[Saved entries]

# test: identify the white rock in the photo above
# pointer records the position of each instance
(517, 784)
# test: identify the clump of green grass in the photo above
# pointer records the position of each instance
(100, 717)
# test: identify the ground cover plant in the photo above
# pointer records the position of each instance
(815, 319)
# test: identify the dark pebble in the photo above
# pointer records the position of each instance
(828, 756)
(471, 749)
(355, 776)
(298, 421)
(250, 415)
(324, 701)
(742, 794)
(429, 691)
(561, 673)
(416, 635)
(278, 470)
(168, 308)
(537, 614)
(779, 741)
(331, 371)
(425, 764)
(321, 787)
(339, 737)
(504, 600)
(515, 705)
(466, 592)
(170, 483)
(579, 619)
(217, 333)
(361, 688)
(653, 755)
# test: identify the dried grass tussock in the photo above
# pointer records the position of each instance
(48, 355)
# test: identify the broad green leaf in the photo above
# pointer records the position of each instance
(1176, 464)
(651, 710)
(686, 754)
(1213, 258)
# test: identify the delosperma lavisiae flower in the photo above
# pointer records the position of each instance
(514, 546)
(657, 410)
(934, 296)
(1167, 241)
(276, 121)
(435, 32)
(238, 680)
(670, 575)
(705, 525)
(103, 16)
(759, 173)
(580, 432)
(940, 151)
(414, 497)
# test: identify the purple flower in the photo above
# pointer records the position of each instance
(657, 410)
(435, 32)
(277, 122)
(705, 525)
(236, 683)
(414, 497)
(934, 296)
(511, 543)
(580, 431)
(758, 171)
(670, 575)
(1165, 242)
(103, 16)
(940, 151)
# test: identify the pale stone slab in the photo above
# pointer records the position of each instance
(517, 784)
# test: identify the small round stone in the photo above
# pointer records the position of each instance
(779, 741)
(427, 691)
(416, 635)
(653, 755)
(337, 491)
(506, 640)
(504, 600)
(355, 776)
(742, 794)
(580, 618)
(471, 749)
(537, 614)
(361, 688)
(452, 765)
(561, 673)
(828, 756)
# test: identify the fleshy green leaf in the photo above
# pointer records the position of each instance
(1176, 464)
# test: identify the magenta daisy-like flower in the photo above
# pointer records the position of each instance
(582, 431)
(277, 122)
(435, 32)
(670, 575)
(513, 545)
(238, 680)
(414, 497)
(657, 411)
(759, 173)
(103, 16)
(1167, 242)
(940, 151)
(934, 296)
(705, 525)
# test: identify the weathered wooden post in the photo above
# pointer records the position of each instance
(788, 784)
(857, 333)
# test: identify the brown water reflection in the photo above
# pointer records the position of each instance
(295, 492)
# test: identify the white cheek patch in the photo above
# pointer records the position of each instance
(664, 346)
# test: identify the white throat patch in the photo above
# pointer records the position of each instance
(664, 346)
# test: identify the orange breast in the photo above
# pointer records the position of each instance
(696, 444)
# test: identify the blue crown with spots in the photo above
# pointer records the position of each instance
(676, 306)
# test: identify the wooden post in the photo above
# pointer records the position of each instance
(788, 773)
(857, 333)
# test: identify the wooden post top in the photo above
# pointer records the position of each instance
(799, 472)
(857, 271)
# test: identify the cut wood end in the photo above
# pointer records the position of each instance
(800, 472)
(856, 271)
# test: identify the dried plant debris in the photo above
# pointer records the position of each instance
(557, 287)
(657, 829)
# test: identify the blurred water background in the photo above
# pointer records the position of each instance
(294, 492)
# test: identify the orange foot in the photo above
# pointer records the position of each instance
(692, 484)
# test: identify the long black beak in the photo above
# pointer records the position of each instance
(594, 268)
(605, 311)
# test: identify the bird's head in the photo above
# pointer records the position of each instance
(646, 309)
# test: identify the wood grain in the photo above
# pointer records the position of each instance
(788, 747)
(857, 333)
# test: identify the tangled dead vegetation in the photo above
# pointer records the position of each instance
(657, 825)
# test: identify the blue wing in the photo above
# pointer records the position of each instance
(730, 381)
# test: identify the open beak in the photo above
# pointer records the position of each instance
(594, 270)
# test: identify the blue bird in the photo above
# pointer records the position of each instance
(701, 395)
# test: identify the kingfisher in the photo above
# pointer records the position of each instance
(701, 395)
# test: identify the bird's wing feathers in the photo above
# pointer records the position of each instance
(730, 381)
--
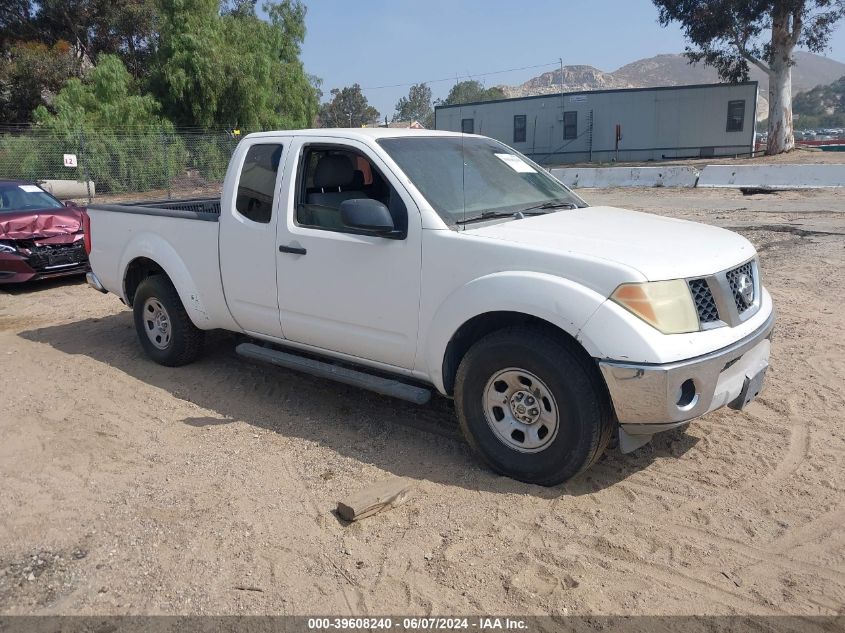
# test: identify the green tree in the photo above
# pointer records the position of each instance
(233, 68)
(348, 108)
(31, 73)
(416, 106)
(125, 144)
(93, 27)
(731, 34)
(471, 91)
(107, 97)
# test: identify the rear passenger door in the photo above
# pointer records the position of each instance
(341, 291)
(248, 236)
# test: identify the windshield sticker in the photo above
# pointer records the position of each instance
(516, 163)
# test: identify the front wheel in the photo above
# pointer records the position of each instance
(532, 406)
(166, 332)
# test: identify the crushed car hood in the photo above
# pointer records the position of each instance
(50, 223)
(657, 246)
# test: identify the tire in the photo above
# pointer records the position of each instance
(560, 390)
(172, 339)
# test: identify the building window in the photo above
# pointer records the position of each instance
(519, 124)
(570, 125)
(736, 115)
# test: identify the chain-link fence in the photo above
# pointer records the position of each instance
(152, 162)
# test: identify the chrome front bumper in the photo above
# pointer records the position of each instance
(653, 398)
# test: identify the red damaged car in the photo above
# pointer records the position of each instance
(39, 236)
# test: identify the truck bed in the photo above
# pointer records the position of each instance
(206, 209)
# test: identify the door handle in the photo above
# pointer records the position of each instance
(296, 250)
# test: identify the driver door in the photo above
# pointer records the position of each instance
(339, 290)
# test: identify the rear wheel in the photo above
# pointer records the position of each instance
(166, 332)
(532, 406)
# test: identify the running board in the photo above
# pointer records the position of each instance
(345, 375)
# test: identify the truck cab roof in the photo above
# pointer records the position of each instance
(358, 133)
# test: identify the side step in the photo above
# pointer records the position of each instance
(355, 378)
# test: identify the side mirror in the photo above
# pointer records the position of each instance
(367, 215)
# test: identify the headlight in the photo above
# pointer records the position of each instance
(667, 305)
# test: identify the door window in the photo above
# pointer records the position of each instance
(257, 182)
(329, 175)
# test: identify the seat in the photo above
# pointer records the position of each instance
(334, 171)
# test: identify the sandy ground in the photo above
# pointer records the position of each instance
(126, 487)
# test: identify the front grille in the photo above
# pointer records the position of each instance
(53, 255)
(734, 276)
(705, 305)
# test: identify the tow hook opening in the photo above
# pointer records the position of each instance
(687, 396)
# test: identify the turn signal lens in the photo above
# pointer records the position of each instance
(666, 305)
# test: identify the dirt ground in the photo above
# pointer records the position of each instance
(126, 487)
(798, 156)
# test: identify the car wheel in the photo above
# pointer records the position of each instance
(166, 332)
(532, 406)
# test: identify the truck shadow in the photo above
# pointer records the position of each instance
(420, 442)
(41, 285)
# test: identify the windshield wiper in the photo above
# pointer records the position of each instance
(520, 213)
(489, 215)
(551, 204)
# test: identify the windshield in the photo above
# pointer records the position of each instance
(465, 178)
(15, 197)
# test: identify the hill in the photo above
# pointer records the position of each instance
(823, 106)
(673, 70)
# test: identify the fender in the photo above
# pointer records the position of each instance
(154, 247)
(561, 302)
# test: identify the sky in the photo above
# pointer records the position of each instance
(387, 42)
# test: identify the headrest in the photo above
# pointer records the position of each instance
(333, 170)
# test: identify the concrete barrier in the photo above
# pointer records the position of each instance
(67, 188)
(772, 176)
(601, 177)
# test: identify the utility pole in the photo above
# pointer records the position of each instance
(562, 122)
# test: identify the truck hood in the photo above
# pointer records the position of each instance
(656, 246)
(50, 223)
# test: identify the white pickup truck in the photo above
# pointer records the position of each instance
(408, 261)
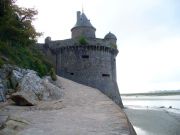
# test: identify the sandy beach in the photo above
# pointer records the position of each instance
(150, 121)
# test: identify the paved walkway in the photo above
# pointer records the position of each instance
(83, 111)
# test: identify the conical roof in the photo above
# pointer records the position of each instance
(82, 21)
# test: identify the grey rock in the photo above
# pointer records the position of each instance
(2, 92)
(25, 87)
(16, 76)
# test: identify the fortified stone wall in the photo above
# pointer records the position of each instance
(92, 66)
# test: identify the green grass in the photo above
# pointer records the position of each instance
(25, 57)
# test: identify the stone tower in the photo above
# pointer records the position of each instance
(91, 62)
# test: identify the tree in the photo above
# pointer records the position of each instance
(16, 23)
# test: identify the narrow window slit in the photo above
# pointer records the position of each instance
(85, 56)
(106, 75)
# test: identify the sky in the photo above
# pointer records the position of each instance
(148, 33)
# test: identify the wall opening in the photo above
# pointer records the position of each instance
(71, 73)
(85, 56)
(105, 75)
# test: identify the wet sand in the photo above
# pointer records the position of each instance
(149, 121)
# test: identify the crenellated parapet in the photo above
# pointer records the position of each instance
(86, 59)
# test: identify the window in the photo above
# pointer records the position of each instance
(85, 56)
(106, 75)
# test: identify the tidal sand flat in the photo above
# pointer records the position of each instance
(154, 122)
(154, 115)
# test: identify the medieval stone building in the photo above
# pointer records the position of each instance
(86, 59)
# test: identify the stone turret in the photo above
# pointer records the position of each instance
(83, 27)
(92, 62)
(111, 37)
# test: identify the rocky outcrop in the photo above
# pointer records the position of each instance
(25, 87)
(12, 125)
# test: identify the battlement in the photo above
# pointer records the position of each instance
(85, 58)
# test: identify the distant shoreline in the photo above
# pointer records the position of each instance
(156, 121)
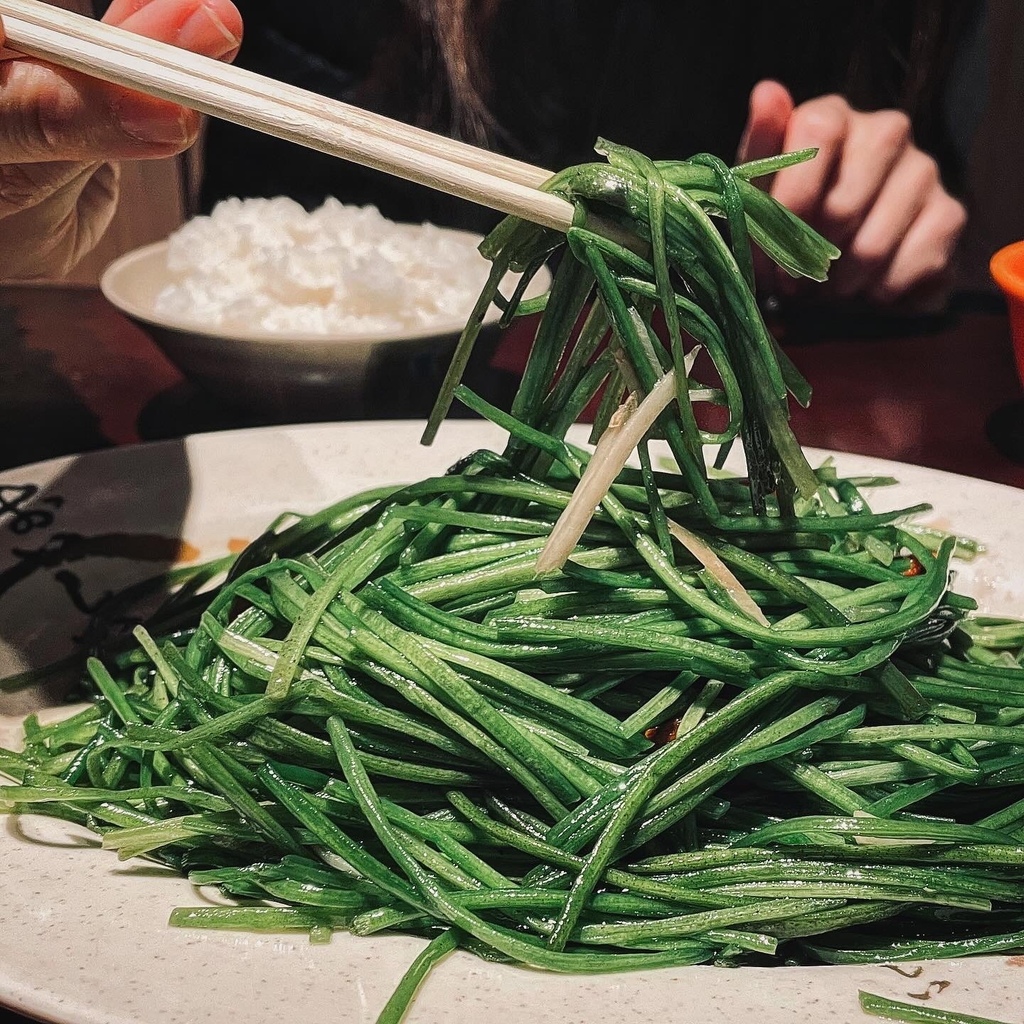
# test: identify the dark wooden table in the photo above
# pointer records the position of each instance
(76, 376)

WHAT NEEDS TO BE DONE – In the entries above, identify every line with the word "wooden". Copy those lines.

WRITTEN SOLUTION –
# test: identify the weathered wooden post in the photo above
# test: identify the wooden post in the photo above
# test: identify the wooden post top in the photo above
# test: identify the dark wooden table in the photo above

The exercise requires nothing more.